Directions = Repeat the whole listing below with nothing added or dropped.

The data =
Segment Open
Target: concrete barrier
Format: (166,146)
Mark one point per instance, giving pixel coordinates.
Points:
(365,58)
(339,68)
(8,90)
Segment Closed
Exercise response =
Target: concrete barrier
Format: (166,146)
Mark one point per instance, giving pixel coordinates.
Points:
(365,58)
(339,68)
(8,90)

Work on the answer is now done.